The table-top topography of RanthamoreThe table-top topography of Ranthamore

The table-top topography of Ranthamore

 

We decided to change our lodging from the Tiger Den (we reckoned that our late entry and unprofessional guide cost us a tiger sighting) to a better looking but similarly priced Abrar Palace. After shifting to our new lodging, we decided to go out on other tiger safari on the same day!. This time it was going to be zones 4, 5 and 6 and the gypsy was replaced by a lumbering canter. Right from the onset, this safari appeared better. We spotted a lot of wildlife (mostly deer and boar) and lots of birds. We saw the lakes made famous by the remarkable huntress Machli (Lady of the Lakes). The sight of Sambhar deer grazing in the lake not far away from lazing magar crocs  was incredible. These deer were walking a tight rope between necessity and risk. We waited by the lake shore for a tiger to show up but the wild cat didn’t oblige us.

### Task brief
Can you return the tiger safari passage word for word, between "We decided to change" and "didn’t oblige us.", inclusive?

### Data section
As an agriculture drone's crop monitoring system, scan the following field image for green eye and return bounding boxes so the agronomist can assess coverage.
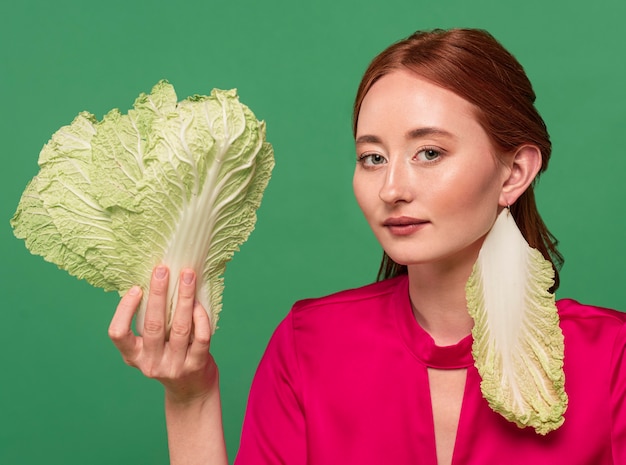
[417,148,441,161]
[359,153,387,166]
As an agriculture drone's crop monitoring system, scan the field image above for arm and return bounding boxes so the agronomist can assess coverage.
[109,266,228,465]
[611,322,626,465]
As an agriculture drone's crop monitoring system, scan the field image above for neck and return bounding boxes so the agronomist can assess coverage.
[408,250,475,346]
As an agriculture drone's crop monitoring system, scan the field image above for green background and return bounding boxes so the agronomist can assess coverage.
[0,0,626,465]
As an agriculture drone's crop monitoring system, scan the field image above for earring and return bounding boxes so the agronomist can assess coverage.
[465,208,568,434]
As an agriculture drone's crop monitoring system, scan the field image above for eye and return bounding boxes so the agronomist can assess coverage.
[416,147,441,161]
[358,153,387,168]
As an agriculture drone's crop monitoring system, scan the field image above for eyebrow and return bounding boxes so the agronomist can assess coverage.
[355,127,454,144]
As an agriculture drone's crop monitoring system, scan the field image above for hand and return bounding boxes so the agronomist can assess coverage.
[109,265,219,403]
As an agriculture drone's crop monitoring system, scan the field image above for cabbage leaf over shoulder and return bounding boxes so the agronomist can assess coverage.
[11,81,274,329]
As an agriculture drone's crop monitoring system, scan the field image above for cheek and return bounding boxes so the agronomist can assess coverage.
[352,173,369,216]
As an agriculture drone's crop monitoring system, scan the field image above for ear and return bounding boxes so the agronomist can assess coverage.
[500,145,542,207]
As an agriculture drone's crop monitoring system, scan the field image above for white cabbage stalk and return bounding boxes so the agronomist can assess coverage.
[466,209,567,434]
[11,81,274,330]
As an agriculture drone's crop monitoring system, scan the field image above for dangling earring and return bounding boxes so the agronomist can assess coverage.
[465,207,568,434]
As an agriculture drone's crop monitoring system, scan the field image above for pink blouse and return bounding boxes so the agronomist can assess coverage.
[235,276,626,465]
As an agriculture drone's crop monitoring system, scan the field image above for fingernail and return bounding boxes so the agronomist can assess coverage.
[183,270,193,284]
[154,266,167,279]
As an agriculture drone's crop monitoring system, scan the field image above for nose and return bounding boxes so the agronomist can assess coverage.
[378,160,415,204]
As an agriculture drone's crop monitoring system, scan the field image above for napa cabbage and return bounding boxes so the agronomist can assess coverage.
[465,209,568,434]
[11,81,274,329]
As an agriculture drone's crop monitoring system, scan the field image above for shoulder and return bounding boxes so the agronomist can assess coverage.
[557,299,626,365]
[556,299,626,332]
[270,276,410,350]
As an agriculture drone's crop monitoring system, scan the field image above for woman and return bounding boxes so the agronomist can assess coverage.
[110,30,626,465]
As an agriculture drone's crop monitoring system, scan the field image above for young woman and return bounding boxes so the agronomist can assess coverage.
[110,29,626,465]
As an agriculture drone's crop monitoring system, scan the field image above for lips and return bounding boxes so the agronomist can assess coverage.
[383,216,428,236]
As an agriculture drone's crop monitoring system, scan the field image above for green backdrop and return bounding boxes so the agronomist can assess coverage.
[0,0,626,465]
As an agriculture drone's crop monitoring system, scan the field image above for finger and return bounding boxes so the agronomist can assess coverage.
[109,286,142,365]
[189,303,211,364]
[142,265,169,361]
[169,269,196,358]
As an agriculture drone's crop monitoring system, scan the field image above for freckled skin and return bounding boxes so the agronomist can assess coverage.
[353,71,510,267]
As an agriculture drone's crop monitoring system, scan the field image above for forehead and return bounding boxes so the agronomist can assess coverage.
[356,70,482,137]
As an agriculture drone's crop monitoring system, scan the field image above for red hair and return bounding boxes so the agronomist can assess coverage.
[353,29,563,291]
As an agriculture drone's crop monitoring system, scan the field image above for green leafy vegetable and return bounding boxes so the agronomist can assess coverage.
[11,81,274,334]
[466,210,567,434]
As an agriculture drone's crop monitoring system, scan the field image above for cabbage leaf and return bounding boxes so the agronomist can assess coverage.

### Exercise response
We decided to change our lodging from the Tiger Den (we reckoned that our late entry and unprofessional guide cost us a tiger sighting) to a better looking but similarly priced Abrar Palace. After shifting to our new lodging, we decided to go out on other tiger safari on the same day!. This time it was going to be zones 4, 5 and 6 and the gypsy was replaced by a lumbering canter. Right from the onset, this safari appeared better. We spotted a lot of wildlife (mostly deer and boar) and lots of birds. We saw the lakes made famous by the remarkable huntress Machli (Lady of the Lakes). The sight of Sambhar deer grazing in the lake not far away from lazing magar crocs  was incredible. These deer were walking a tight rope between necessity and risk. We waited by the lake shore for a tiger to show up but the wild cat didn’t oblige us.